* Short exercise
Pictures stay out of the copy; output exactly the lines from the one containing "locate | one dot per instance of the foliage" through the end of the material.

----

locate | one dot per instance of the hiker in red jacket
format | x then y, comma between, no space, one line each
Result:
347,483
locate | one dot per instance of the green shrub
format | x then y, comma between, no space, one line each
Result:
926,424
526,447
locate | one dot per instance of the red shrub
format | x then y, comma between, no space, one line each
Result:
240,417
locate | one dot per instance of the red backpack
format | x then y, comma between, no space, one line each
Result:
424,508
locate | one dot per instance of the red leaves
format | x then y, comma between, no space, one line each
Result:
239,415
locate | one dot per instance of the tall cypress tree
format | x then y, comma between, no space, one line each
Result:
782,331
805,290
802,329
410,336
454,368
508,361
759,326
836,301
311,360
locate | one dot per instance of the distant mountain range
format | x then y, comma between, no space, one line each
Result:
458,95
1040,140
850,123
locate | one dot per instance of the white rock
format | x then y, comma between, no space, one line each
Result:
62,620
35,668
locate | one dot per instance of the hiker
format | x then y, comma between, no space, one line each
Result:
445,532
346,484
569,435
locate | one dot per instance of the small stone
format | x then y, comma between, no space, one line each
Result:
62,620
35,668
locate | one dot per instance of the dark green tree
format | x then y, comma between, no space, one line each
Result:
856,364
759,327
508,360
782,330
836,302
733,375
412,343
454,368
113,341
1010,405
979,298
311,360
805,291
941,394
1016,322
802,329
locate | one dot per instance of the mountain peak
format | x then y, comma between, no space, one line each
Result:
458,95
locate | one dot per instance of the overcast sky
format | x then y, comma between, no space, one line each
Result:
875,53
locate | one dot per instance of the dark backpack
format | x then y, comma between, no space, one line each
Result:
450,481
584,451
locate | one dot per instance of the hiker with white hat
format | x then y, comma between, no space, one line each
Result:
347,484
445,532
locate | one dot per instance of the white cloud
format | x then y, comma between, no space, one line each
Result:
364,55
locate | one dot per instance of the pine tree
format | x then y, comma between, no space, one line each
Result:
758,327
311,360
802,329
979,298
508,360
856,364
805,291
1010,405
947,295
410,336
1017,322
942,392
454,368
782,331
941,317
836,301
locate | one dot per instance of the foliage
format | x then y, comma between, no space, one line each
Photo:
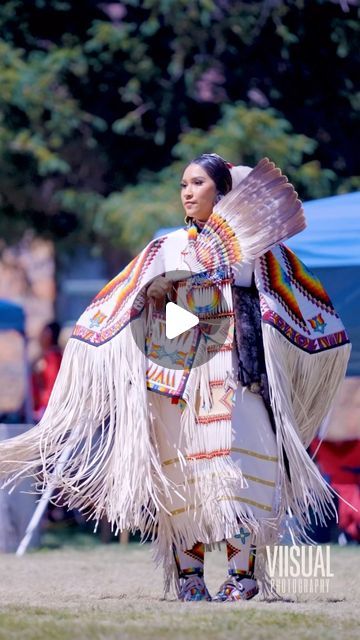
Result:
242,136
96,96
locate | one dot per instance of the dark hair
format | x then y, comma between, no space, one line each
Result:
54,329
218,170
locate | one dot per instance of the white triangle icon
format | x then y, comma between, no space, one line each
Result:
178,320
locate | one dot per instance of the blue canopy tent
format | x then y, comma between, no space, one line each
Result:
330,247
12,318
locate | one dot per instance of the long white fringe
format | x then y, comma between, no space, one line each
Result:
99,409
303,387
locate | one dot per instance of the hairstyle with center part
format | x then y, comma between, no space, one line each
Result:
217,169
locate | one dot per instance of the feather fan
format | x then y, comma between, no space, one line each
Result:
261,211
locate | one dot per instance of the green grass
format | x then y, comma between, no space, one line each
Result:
112,593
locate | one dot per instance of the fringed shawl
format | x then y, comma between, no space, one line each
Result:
95,445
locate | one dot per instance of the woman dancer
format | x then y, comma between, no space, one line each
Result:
215,448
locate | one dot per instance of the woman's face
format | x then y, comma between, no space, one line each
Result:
198,192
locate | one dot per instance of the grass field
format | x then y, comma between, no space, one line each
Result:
112,593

----

* Full response
locate | one dot per instance of the foliage
format | x then y, comma between, no space, one line each
Photo:
Result:
242,136
96,96
locate | one dot per instance of the dark hair
format | x then y, comma between, no space, one line each
Result:
54,329
218,170
locate | one dot per instance of the white triangle icon
format | x then y, comma between, no space, one line each
Result:
178,320
locate | one dot per instance of the blue canopy tent
format | x then y, comma between, no space, one line each
Result:
330,247
12,318
locate | one dot per instance of the long white fringe
format | x then y, comma between, no space, one line each
Result:
99,409
303,387
locate | one dot per instance of the hairstyle with center part
format | x then y, comma between, no space, one line each
Result:
217,169
locate | one dot per instance of the feather fan
format | x then y, comma between, no space, one line each
Result:
261,211
locate | one dot per instance of the green grass
format | x then y, comma between, no space, one line each
Result:
112,593
locate | one dot per instance of the fringed shawl
format | x then y, comma between, no space, one line each
Result:
95,445
locate | one dot per instance of the woman dancer
format | x then y, comma between, no space, one line each
Result:
215,448
locate | one dot per instance of the woman's face
format | x then y, comma between, no space, one line each
Result:
198,192
locate | one dot per instance of the grass field
format | x then y, comma between, no space, one line each
Result:
112,593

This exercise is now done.